------ EXTRAIT DE PAGE ------

La raison qui peut pousser un Etat membre hors de la zone euro à rejoindre le Mécanisme unique pourrait être l'influence des marchés de capitaux pour lesquels une réglementation, ainsi qu'une surveillance unique, sont un gage de qualité. Cela pourrait aider les banques des pays en coopération rapprochée à faire parvenir des capitaux à des conditions préférables.

Dans le cadre de la coopération rapprochée, la Banque centrale européenne n'a pas le pouvoir d'agir directement auprès des établissements de crédit, fussent-ils importants147. Elle doit donc passer par les autorités nationales des États membres participants hors de la zone euro (1). Ces dernières n'ont, de plus, pas de contraintes réelles quant à la bonne application des instructions qui leur seront données par la BCE (2).

------ DONNÉES FOURNIES ------

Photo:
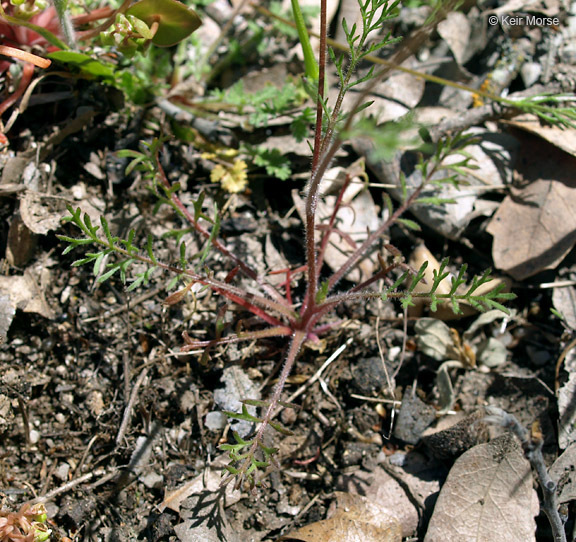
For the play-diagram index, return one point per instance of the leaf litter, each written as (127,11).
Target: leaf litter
(59,351)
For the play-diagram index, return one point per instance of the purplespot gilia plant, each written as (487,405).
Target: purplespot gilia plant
(307,320)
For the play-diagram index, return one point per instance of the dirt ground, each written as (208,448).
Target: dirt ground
(104,420)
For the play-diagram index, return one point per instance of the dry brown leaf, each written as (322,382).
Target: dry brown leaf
(455,31)
(564,301)
(565,397)
(562,472)
(26,293)
(41,213)
(208,481)
(535,227)
(357,519)
(488,495)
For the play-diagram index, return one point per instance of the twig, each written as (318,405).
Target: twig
(66,487)
(319,372)
(532,446)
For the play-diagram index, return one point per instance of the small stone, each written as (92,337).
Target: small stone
(216,421)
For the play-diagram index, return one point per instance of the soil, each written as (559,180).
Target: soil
(104,420)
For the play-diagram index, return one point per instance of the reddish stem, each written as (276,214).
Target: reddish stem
(27,73)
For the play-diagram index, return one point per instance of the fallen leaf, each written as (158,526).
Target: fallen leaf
(564,139)
(566,407)
(563,473)
(564,301)
(238,387)
(26,294)
(535,227)
(488,495)
(7,312)
(455,31)
(357,519)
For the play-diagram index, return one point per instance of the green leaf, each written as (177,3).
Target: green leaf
(86,64)
(310,64)
(176,21)
(108,274)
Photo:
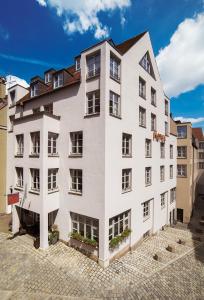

------

> _DÉFI_
Prolongez le texte sur la coopération rapprochée avec la Banque centrale européenne en reprenant après sa dernière phrase.

> _RÉSULTAT PRODUIT_
1) L'impossibilité pour la banque centrale européenne d'agir directement auprès des établissements de crédit importants situés dans des États membres participants au MSU dont la monnaie n'est pas l'Euro

D'après le règlement cadre, lorsque la Banque centrale souhaite adopter une mesure liée à ses missions, elle doit, dans le cas d'une entité importante, adresser une instruction « générale ou spécifique, une demande ou une orientation » demandant la prise d'une décision de surveillance prudentielle à l'égard de cette entité importante. Lorsqu'est en cause une entité moins importante, la BCE ne peut adresser qu'une instruction générale ou une orientation148.

L'autorité compétente doit ensuite prendre toutes les mesures nécessaires pour se conformer aux instructions de la Banque centrale et l'informer des mesures qu'elle a prises149.

La Banque centrale européenne n'a donc pas de prise directe sur les établissements de crédit importants hors de la zone euro. Elle doit passer par les autorités nationales qui ont alors un rôle primordial.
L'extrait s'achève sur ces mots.